TEXT BLOCK —

"""

[FFmpeg-devel] [PATCH 08/10] avcodec/idctdsp: Arm 64-bit NEON block add and clamp fast paths

Fri Apr 1 00:42:29 EEST 2022

On Thu, 31 Mar 2022, Ben Avison wrote:

> On 30/03/2022 15:14, Martin Storsjö wrote:
>> On Fri, 25 Mar 2022, Ben Avison wrote:
>>> +// Clamp 16-bit signed block coefficients to signed 8-bit (biased by 128)
>>> +// On entry:
>>> +//   x0 -> array of 64x 16-bit coefficients
>>> +//   x1 -> 8-bit results
>>> +//   x2 = row stride for results, bytes
>>> +function ff_put_signed_pixels_clamped_neon, export=1
>>> +        ld1             {v0.16b, v1.16b, v2.16b, v3.16b}, [x0], #64
>>> +        movi            v4.8b, #128
>>> +        ld1             {v16.16b, v17.16b, v18.16b, v19.16b}, [x0]
>>> +        sqxtn           v0.8b, v0.8h
>>> +        sqxtn           v1.8b, v1.8h
>>> +        sqxtn           v2.8b, v2.8h
>>> +        sqxtn           v3.8b, v3.8h
>>> +        sqxtn           v5.8b, v16.8h
>>> +        add             v0.8b, v0.8b, v4.8b
>> 
>> Here you could save 4 add instructions with sqxtn2 and adding .16b vectors, 
>> but I'm not sure if it's wortwhile. (It reduces the checkasm numbers by 0.7 
>> for Cortex A72, by 0.3 for A73, but increases the runtime by 1.0 on A53.)

"""

WORK TO DO —
From the patch review, repeat word for word the part that opens with the words containing "On Thu, 31 Mar" and closes with "(biased by 128)". You won't need the lines that come after this.

(Entries for pointing and labeling)

"""

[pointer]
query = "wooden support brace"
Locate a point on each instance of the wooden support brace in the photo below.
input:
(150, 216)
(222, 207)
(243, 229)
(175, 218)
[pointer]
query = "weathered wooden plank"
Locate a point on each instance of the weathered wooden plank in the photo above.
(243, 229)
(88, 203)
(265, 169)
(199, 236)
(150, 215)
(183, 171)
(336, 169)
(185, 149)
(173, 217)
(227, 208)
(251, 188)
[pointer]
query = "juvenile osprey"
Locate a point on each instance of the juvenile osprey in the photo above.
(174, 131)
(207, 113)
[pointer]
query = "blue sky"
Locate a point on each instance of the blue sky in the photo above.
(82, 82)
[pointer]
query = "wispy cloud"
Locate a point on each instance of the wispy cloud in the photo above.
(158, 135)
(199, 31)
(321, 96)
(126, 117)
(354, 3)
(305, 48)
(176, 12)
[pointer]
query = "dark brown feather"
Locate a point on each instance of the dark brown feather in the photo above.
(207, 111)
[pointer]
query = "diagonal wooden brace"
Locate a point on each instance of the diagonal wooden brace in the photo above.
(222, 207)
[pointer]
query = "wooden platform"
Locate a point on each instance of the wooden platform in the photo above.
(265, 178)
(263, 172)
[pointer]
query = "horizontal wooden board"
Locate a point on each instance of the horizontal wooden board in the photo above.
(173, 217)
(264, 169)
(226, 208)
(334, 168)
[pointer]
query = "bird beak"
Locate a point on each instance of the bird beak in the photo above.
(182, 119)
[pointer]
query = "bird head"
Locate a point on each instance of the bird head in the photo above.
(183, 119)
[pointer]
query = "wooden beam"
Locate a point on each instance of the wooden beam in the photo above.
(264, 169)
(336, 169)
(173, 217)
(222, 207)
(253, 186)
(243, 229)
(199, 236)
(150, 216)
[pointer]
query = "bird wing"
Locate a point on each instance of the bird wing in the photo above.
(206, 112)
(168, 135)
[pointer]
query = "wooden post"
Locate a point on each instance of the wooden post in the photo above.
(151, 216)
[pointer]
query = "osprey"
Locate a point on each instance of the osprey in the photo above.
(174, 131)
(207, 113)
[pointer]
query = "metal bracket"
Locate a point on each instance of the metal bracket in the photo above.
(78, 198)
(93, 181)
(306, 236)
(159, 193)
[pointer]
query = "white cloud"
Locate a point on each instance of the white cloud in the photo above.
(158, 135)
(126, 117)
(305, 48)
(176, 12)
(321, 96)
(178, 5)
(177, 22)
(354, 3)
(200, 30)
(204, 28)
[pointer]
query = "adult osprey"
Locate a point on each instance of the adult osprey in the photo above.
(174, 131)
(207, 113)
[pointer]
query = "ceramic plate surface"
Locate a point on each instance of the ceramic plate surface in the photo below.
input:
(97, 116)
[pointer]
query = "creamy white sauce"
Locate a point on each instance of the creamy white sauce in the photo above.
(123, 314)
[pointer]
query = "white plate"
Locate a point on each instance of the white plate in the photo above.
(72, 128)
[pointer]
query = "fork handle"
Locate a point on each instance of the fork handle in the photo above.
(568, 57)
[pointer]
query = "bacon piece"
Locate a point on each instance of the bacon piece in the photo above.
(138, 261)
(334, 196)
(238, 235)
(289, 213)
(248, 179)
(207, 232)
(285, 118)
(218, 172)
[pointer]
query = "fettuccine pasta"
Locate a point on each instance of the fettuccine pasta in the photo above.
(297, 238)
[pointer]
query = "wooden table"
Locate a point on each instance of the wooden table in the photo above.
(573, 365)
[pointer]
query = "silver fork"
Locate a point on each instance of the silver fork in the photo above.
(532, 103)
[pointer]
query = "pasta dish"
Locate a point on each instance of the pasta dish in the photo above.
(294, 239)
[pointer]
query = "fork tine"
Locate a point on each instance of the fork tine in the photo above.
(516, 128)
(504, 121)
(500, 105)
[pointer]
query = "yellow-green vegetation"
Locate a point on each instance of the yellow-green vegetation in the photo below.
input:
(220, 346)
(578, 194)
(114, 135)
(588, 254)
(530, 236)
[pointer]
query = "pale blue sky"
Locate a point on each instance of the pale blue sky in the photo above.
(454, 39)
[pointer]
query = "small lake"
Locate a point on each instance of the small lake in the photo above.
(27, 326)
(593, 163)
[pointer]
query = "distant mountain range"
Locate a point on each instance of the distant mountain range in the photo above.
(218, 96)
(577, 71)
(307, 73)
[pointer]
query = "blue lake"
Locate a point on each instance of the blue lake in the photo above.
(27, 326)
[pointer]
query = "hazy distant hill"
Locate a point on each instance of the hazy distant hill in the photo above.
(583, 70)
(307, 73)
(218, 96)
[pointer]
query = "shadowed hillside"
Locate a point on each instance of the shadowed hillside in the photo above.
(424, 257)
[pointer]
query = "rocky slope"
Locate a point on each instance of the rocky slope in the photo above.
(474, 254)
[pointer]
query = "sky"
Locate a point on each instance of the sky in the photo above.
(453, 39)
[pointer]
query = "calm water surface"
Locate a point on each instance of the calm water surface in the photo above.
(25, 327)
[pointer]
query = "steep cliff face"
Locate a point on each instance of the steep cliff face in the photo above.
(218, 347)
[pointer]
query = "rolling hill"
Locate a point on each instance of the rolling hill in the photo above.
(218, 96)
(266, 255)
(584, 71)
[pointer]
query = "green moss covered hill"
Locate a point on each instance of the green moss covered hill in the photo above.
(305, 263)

"""

RESULT BELOW —
On Thu, 31 Mar 2022, Ben Avison wrote:

> On 30/03/2022 15:14, Martin Storsjö wrote:
>> On Fri, 25 Mar 2022, Ben Avison wrote:
>>> +// Clamp 16-bit signed block coefficients to signed 8-bit (biased by 128)